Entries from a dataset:
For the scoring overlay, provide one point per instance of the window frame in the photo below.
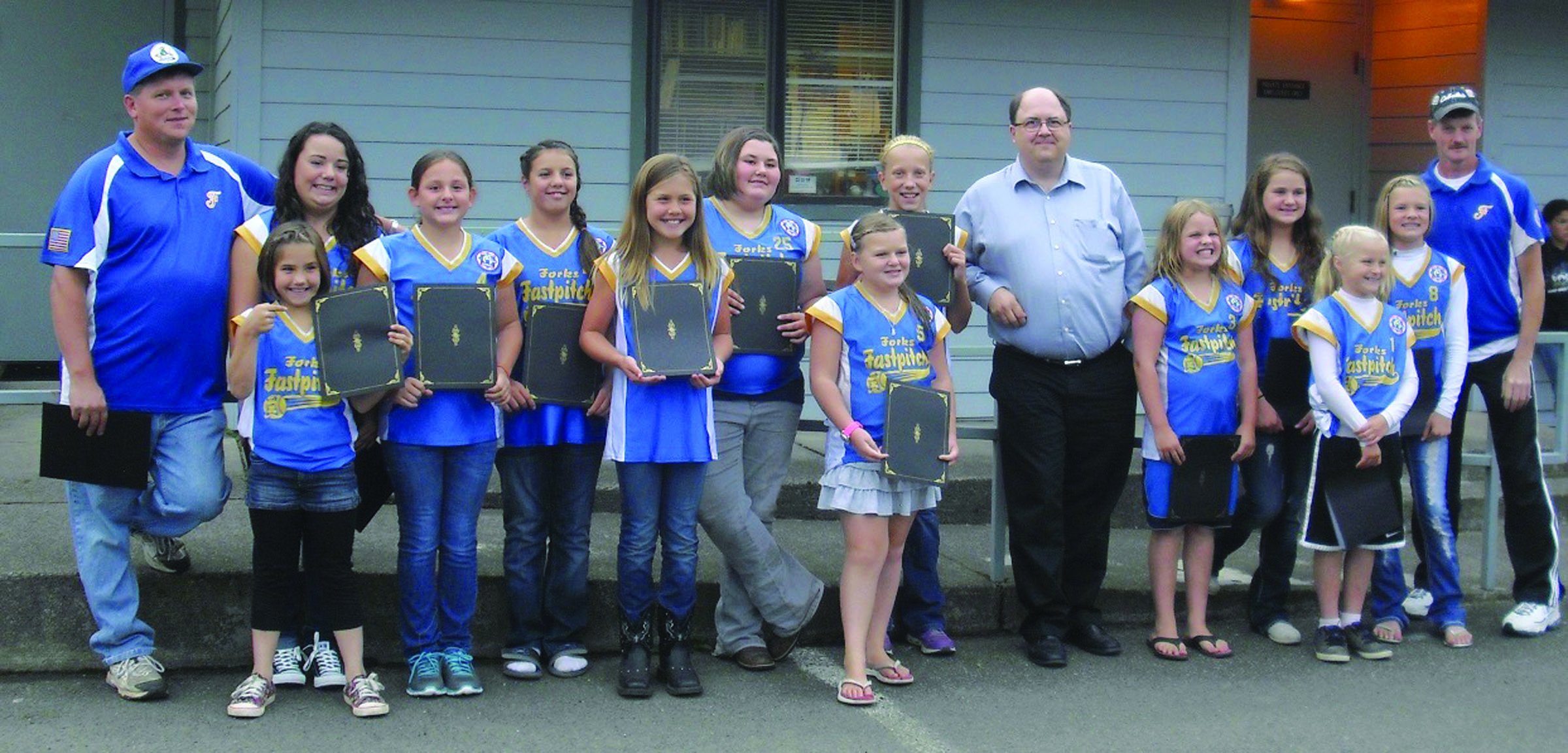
(906, 98)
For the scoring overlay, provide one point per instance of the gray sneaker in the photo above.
(1329, 645)
(139, 678)
(165, 554)
(1363, 642)
(457, 670)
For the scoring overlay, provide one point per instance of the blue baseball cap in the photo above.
(153, 59)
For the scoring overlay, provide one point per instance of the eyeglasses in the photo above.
(1034, 124)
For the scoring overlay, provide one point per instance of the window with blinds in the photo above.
(824, 76)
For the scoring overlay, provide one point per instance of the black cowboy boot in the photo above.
(637, 642)
(675, 654)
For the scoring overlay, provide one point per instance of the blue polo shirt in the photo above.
(157, 253)
(1486, 225)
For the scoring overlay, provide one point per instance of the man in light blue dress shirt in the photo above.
(1056, 251)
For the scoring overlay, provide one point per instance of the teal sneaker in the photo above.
(457, 667)
(424, 675)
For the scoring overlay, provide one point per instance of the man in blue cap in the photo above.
(139, 242)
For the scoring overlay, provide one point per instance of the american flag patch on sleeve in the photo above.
(59, 240)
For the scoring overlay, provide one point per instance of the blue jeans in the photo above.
(1275, 481)
(657, 502)
(919, 603)
(547, 494)
(440, 493)
(187, 489)
(1429, 471)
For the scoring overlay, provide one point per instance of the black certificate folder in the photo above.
(770, 287)
(455, 336)
(915, 434)
(927, 234)
(351, 341)
(672, 333)
(120, 457)
(554, 366)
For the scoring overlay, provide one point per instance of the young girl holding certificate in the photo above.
(302, 489)
(661, 430)
(1431, 291)
(1362, 387)
(866, 336)
(907, 174)
(549, 457)
(441, 444)
(1192, 349)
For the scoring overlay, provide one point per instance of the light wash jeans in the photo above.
(761, 583)
(187, 489)
(1429, 471)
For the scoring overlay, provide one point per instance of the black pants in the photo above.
(1065, 435)
(1529, 520)
(328, 564)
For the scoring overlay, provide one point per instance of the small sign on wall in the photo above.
(1283, 88)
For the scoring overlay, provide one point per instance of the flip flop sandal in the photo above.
(899, 678)
(1154, 647)
(852, 700)
(1196, 642)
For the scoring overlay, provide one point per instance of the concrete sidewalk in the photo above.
(203, 615)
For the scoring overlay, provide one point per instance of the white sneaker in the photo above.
(1531, 618)
(325, 664)
(1283, 633)
(1418, 603)
(287, 669)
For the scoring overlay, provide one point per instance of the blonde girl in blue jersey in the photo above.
(302, 487)
(549, 457)
(320, 182)
(764, 594)
(661, 432)
(441, 444)
(1363, 383)
(1277, 248)
(1192, 350)
(1431, 289)
(877, 316)
(907, 174)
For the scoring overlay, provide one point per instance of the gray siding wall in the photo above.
(1159, 95)
(485, 80)
(1526, 93)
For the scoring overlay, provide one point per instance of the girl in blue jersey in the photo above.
(661, 432)
(549, 457)
(907, 174)
(1431, 291)
(1192, 349)
(441, 444)
(320, 182)
(1362, 387)
(766, 595)
(1275, 251)
(863, 338)
(302, 489)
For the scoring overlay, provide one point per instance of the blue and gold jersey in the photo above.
(287, 419)
(879, 347)
(1424, 302)
(549, 275)
(1279, 305)
(406, 261)
(256, 229)
(1371, 355)
(668, 421)
(1197, 360)
(781, 236)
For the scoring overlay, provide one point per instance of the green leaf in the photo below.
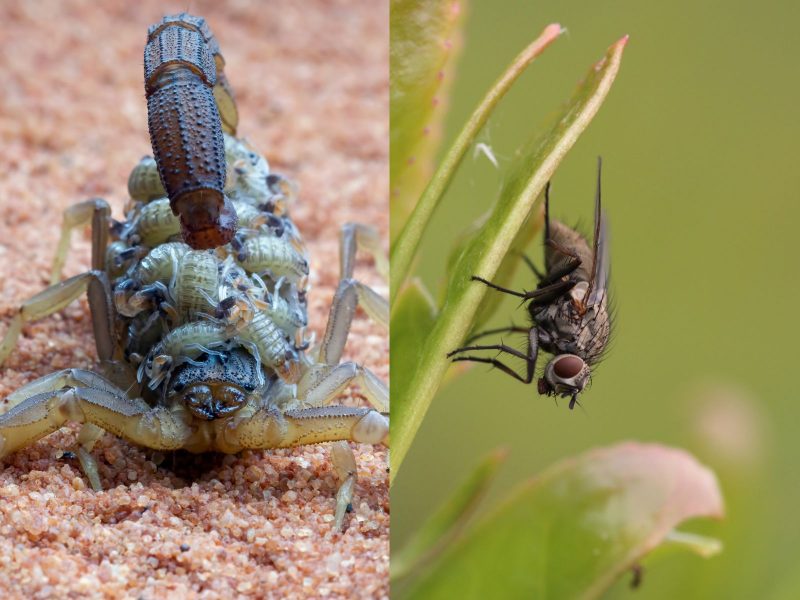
(444, 525)
(412, 321)
(405, 246)
(573, 531)
(411, 397)
(425, 43)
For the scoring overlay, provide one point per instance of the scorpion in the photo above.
(198, 298)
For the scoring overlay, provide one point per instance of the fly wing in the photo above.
(598, 285)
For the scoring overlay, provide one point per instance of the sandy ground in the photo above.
(312, 86)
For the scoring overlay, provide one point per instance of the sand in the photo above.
(311, 80)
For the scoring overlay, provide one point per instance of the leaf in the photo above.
(444, 525)
(411, 397)
(425, 43)
(405, 245)
(573, 531)
(699, 544)
(412, 321)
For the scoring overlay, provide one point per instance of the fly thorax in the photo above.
(578, 292)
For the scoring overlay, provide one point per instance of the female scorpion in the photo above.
(201, 349)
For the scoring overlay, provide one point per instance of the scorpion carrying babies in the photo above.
(198, 298)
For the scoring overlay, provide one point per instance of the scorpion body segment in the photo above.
(156, 223)
(277, 255)
(196, 284)
(185, 129)
(159, 264)
(144, 182)
(200, 350)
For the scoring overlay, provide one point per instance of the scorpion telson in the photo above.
(182, 68)
(568, 309)
(202, 349)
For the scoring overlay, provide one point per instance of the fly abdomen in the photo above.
(185, 130)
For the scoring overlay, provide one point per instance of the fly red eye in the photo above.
(568, 367)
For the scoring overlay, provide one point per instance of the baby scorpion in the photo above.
(202, 350)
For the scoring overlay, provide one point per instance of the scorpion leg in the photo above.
(95, 211)
(58, 296)
(271, 428)
(351, 292)
(324, 381)
(76, 395)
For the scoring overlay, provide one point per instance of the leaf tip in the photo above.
(554, 30)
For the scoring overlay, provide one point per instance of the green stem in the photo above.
(405, 247)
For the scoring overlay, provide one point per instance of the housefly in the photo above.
(569, 310)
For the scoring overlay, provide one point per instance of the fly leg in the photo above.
(95, 211)
(79, 396)
(529, 357)
(511, 329)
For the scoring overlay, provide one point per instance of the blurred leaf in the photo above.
(412, 396)
(444, 525)
(699, 544)
(425, 42)
(405, 245)
(573, 531)
(412, 320)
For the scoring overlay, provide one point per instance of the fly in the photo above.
(569, 311)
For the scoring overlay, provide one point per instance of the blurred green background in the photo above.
(700, 144)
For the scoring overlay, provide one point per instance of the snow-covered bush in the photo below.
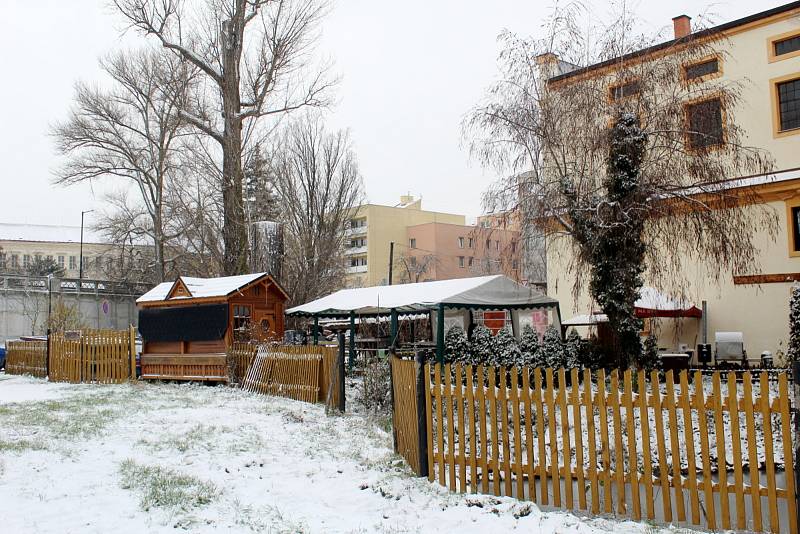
(456, 345)
(529, 346)
(793, 352)
(480, 346)
(506, 350)
(552, 349)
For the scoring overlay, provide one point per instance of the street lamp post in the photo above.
(80, 259)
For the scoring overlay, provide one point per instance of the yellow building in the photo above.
(764, 50)
(373, 228)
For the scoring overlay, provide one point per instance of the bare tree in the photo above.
(318, 184)
(252, 54)
(630, 161)
(131, 132)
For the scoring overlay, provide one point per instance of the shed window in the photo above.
(698, 70)
(704, 123)
(789, 104)
(241, 320)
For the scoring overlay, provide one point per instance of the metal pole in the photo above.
(391, 260)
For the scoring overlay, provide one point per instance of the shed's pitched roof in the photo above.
(483, 291)
(202, 287)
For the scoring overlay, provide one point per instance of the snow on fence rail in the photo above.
(26, 357)
(300, 372)
(687, 449)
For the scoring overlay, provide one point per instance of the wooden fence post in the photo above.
(133, 352)
(422, 416)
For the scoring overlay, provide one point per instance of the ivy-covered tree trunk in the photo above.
(609, 235)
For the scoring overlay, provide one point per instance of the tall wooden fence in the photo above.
(104, 356)
(714, 452)
(26, 357)
(301, 372)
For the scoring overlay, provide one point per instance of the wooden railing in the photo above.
(714, 451)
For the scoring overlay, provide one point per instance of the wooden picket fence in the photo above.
(26, 358)
(690, 450)
(104, 356)
(300, 372)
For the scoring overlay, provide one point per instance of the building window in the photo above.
(789, 104)
(624, 90)
(701, 69)
(704, 124)
(241, 321)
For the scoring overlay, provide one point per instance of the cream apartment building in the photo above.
(764, 50)
(373, 227)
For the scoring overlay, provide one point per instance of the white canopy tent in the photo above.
(496, 292)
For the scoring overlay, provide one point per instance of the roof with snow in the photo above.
(487, 292)
(202, 287)
(49, 233)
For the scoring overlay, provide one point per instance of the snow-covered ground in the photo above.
(159, 457)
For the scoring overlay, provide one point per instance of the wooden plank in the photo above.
(577, 420)
(592, 440)
(473, 449)
(484, 438)
(788, 453)
(633, 464)
(663, 470)
(619, 454)
(537, 380)
(551, 415)
(517, 433)
(705, 450)
(769, 455)
(675, 445)
(647, 464)
(493, 460)
(736, 442)
(439, 424)
(526, 400)
(505, 433)
(462, 436)
(566, 447)
(605, 474)
(688, 432)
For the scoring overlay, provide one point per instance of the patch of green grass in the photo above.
(165, 488)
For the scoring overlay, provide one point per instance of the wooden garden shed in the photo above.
(187, 325)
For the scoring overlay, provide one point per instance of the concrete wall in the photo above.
(24, 301)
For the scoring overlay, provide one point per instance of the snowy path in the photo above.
(153, 458)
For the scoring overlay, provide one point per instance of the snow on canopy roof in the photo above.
(201, 287)
(484, 291)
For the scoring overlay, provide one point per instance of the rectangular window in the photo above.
(786, 46)
(625, 90)
(789, 104)
(704, 124)
(794, 230)
(701, 69)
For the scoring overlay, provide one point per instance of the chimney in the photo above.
(682, 24)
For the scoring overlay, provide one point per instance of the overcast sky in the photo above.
(410, 71)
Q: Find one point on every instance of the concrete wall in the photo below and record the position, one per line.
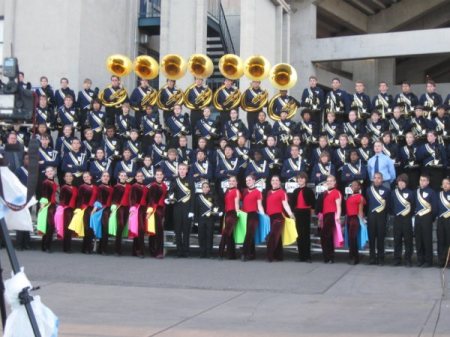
(60, 38)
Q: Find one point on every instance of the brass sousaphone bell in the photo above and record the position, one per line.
(120, 66)
(282, 76)
(200, 66)
(173, 67)
(231, 67)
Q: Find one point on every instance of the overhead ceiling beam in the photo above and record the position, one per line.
(400, 14)
(345, 14)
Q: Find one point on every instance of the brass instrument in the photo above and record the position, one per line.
(283, 77)
(202, 67)
(120, 66)
(231, 67)
(173, 67)
(256, 68)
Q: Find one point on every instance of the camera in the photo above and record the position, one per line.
(16, 103)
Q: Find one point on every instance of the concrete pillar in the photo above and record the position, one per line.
(183, 31)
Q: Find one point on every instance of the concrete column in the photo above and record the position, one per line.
(183, 31)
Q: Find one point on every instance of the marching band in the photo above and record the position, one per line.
(119, 171)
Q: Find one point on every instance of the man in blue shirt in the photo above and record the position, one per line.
(383, 164)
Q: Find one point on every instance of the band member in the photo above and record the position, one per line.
(293, 165)
(44, 113)
(283, 131)
(48, 190)
(67, 200)
(206, 127)
(87, 195)
(433, 157)
(337, 100)
(331, 210)
(46, 91)
(138, 201)
(402, 206)
(430, 99)
(48, 157)
(383, 102)
(148, 170)
(66, 114)
(234, 128)
(398, 125)
(150, 125)
(408, 161)
(231, 207)
(354, 128)
(158, 150)
(178, 125)
(376, 126)
(332, 129)
(126, 165)
(284, 102)
(104, 197)
(253, 98)
(75, 162)
(120, 201)
(137, 99)
(272, 154)
(125, 122)
(261, 130)
(251, 204)
(111, 96)
(84, 100)
(365, 151)
(205, 212)
(361, 101)
(426, 210)
(155, 199)
(302, 201)
(183, 193)
(406, 99)
(111, 144)
(378, 199)
(443, 223)
(99, 165)
(63, 92)
(322, 170)
(96, 119)
(307, 127)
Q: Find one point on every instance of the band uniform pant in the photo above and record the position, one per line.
(122, 217)
(274, 243)
(227, 240)
(206, 235)
(376, 225)
(156, 242)
(353, 230)
(303, 224)
(47, 238)
(403, 233)
(248, 248)
(424, 238)
(182, 227)
(326, 236)
(443, 236)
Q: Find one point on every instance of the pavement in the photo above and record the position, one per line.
(108, 296)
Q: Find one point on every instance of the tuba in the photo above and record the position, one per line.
(120, 66)
(173, 67)
(201, 67)
(147, 68)
(231, 67)
(256, 68)
(283, 77)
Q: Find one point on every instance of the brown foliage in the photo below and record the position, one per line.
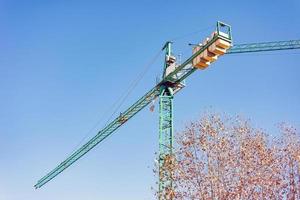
(227, 158)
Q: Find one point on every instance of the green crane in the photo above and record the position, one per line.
(171, 83)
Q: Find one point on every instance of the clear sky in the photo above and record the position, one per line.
(64, 63)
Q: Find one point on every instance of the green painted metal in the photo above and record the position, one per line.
(170, 82)
(165, 139)
(101, 135)
(165, 128)
(264, 46)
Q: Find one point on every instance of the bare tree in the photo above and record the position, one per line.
(220, 157)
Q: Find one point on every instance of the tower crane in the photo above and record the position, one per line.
(217, 45)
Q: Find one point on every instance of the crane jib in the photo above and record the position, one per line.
(180, 73)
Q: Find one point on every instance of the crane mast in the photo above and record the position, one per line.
(205, 53)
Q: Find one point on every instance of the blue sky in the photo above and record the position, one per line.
(63, 64)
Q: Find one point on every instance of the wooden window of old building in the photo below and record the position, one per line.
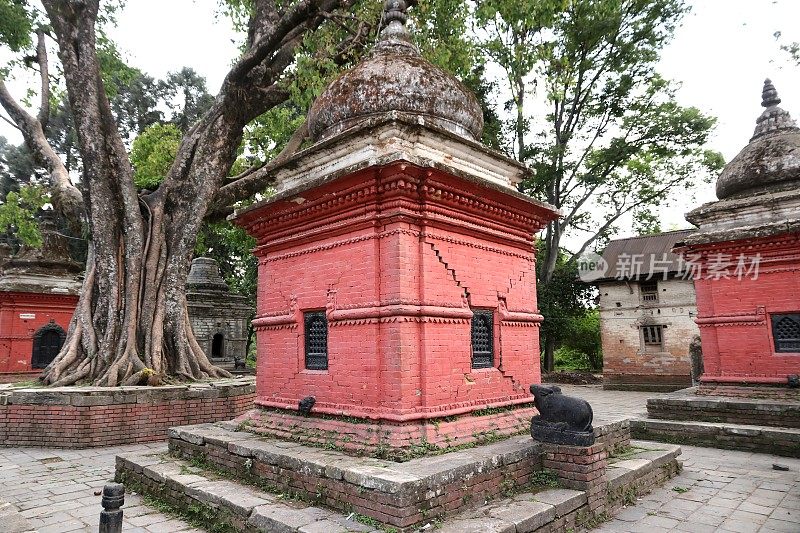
(648, 290)
(482, 338)
(652, 338)
(316, 336)
(786, 332)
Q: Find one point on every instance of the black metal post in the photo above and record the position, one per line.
(111, 515)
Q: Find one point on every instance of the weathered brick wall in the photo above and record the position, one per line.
(625, 364)
(396, 258)
(84, 417)
(21, 314)
(738, 345)
(13, 377)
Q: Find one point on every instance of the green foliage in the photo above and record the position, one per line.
(18, 213)
(186, 95)
(152, 154)
(16, 24)
(581, 348)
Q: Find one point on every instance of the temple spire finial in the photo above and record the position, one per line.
(773, 118)
(769, 95)
(394, 35)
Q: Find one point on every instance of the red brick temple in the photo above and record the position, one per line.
(746, 256)
(396, 267)
(38, 294)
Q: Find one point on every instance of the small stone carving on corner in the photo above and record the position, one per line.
(562, 419)
(306, 404)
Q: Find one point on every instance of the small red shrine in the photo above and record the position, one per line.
(746, 256)
(396, 266)
(38, 294)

Work required => Please scale the part of the listing that opens with its first line and closes with the line containing "(1486, 225)", both included, rewriting every line with only the point coordinates multiplied by 0.5 and rounded to whole numbers, halves up. Leave the picture out of your answer.

Solution to the problem =>
For the scoring overlay, provide one point per instance of the window frame in the photo below.
(453, 49)
For the scoring overlay, provide one point per instance of the gray sneaker in the photo above.
(665, 323)
(70, 339)
(83, 277)
(682, 321)
(229, 335)
For the scoring overlay, provide one point per instance of the blue baseball cap in the photo above.
(77, 30)
For the scoring overlay, provide one point per instance of the eyeglasses in the photo above.
(517, 62)
For the scoring overlay, provide one point per instance of the window with blinds in the photo above.
(412, 38)
For the scoring overlay, provide one point per instance of the black cowboy boot in the photo above.
(319, 321)
(338, 327)
For the scoring overlay, provide one point per instance of the blue polo shirt in the photo above.
(79, 127)
(743, 113)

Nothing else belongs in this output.